From the entries below, please gather each line containing the string "sneaker".

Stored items
┄┄┄┄┄┄

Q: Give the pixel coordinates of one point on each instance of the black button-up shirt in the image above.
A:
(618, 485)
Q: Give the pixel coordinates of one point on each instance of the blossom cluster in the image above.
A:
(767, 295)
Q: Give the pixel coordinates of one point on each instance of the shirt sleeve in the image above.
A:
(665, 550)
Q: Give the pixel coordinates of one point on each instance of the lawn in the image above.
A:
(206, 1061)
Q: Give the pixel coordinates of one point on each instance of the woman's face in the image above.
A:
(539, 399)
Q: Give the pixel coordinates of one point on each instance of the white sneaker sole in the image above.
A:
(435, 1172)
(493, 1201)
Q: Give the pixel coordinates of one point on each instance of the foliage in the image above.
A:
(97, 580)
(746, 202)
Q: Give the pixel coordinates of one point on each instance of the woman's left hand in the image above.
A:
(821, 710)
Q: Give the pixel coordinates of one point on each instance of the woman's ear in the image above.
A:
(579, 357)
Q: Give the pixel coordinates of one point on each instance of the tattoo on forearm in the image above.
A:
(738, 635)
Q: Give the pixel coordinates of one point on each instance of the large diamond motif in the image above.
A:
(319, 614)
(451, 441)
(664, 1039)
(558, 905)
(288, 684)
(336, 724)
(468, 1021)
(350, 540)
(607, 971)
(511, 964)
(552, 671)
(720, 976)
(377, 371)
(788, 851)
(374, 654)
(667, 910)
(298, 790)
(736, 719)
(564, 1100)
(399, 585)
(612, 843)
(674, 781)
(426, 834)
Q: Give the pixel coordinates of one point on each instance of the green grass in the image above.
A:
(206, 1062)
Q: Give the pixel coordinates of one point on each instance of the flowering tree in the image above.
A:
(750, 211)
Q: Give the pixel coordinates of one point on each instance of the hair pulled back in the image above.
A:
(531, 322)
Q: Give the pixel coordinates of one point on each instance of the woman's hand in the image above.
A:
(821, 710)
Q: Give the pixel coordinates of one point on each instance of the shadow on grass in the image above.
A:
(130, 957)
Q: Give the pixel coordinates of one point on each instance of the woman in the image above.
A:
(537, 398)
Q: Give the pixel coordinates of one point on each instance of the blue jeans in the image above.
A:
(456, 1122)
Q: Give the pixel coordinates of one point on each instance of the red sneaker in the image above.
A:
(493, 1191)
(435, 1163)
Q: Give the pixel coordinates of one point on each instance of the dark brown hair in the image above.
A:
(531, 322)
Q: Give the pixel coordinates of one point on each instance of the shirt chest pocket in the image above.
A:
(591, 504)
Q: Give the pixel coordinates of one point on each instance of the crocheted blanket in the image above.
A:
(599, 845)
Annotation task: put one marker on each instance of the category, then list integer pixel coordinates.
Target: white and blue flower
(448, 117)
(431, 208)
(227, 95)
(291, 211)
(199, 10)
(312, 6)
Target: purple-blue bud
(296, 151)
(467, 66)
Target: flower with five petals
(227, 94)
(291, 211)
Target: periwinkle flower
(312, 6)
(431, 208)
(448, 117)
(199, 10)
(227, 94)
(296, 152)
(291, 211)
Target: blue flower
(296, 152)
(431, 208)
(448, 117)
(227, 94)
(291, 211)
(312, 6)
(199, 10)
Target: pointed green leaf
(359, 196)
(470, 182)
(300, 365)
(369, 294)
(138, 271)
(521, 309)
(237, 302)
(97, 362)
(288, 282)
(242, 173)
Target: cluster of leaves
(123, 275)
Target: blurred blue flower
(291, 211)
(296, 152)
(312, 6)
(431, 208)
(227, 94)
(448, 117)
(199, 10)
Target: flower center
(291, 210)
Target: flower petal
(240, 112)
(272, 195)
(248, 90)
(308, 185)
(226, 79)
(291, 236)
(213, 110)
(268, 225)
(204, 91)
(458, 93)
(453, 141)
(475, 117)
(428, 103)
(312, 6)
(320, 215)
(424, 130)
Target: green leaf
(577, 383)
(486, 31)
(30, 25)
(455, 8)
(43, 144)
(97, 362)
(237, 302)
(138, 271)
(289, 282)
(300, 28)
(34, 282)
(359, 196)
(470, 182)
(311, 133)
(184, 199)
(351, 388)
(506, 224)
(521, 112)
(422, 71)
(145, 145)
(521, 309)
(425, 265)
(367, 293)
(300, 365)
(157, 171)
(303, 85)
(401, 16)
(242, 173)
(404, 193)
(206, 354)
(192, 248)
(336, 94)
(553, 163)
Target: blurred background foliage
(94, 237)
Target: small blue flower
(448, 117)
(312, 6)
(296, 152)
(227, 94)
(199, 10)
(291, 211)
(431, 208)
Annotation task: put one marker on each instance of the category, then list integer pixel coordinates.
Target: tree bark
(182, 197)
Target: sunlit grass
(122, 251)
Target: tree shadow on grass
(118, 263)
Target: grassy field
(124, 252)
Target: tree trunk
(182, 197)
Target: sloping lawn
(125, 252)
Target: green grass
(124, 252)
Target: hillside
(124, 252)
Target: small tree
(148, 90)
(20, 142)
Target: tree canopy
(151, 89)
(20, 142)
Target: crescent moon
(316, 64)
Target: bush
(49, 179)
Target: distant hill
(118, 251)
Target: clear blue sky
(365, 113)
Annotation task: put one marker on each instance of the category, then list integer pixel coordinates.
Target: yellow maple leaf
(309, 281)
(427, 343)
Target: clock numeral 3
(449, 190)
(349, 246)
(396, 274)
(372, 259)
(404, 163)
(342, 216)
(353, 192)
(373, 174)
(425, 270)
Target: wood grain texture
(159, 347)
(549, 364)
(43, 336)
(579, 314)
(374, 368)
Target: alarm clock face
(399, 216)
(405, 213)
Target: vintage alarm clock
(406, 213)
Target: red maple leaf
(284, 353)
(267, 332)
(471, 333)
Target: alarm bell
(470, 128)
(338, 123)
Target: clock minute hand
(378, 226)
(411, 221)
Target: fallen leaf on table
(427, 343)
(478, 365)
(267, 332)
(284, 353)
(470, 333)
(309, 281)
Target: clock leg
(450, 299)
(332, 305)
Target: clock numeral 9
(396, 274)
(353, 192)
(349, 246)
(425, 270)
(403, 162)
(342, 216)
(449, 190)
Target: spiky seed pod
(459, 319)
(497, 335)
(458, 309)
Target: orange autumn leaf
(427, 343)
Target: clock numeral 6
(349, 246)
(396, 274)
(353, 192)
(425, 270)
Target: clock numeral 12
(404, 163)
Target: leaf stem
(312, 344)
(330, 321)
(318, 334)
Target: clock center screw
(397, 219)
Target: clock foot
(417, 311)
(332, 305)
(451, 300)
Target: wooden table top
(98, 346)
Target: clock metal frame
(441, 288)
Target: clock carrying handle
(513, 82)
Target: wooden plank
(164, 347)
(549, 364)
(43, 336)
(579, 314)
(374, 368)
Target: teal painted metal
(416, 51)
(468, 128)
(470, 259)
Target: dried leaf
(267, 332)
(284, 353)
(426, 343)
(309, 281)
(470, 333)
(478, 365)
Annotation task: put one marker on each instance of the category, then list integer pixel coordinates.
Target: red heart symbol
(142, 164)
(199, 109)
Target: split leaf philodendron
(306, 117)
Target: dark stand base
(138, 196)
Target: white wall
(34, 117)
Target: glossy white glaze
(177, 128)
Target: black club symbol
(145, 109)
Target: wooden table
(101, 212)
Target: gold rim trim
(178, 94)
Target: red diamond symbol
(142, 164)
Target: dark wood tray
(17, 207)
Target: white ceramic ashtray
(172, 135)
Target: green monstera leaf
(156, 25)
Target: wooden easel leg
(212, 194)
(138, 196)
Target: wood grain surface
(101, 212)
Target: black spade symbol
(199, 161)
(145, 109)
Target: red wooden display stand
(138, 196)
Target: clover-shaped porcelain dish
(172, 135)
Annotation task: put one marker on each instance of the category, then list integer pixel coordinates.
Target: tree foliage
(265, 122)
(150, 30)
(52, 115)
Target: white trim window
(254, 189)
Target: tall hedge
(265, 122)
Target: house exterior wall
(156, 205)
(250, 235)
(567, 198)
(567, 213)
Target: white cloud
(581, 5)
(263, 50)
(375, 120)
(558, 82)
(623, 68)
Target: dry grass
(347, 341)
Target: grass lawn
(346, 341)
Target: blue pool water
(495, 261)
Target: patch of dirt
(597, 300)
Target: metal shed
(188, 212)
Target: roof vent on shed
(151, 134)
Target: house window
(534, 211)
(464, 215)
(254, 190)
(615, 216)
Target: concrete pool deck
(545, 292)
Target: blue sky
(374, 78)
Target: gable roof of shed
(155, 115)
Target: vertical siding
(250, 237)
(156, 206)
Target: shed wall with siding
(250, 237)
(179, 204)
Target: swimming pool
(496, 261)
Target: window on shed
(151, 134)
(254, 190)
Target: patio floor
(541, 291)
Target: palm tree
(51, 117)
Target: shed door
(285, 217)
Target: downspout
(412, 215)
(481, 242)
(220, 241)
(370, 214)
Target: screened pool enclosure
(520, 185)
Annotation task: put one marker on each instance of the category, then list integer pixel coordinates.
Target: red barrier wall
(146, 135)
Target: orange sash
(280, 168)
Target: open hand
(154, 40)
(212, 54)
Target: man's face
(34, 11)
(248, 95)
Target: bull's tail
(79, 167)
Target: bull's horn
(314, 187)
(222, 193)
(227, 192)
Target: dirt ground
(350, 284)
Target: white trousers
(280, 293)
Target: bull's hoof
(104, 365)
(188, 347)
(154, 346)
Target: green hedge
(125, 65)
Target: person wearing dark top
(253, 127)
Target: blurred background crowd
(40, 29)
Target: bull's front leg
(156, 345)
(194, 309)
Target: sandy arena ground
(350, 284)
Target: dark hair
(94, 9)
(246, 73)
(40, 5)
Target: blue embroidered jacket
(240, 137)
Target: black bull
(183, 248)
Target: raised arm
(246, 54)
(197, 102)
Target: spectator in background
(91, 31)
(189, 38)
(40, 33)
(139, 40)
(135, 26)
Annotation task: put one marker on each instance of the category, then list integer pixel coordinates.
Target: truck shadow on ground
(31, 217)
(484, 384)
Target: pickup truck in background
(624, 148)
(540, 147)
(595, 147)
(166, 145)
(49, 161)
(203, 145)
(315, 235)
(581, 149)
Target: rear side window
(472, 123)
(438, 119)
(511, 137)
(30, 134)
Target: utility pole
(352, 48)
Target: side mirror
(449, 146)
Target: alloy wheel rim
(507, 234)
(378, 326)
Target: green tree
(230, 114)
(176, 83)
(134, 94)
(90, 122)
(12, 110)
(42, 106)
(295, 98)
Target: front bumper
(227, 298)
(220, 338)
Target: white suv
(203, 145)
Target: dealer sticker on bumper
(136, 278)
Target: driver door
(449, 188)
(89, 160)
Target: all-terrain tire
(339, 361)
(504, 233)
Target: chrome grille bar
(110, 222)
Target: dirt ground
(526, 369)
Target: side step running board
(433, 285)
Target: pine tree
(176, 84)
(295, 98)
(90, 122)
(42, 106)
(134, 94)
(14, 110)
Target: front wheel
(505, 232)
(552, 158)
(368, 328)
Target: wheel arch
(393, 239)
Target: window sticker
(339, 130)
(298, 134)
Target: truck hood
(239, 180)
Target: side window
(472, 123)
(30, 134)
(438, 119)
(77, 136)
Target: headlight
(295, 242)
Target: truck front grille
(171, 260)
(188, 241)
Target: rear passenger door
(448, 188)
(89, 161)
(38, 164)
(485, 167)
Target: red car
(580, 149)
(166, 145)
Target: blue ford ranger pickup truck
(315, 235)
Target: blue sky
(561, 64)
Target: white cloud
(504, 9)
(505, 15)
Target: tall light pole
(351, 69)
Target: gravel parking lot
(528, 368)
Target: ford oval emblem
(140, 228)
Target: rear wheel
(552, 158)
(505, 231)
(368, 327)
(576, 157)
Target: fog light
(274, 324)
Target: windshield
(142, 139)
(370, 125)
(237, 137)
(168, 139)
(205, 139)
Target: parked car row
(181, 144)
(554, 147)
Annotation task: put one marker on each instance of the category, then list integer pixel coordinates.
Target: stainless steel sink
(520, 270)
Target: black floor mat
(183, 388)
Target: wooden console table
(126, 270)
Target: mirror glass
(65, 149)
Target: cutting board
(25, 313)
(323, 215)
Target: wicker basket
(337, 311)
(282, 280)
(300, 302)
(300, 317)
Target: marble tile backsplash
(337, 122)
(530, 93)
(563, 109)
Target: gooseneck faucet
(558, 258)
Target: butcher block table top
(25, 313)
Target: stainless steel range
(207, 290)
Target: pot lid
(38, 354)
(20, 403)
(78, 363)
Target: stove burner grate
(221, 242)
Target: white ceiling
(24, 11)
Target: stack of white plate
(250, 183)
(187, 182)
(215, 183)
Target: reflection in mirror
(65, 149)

┄┄┄┄┄┄

Your solution -
Q: Give the pixel coordinates of one point on each instance of the white sneaker sole in the image above.
Q: Give the pixel coordinates of one point on each instance of the red sneaker in the image above.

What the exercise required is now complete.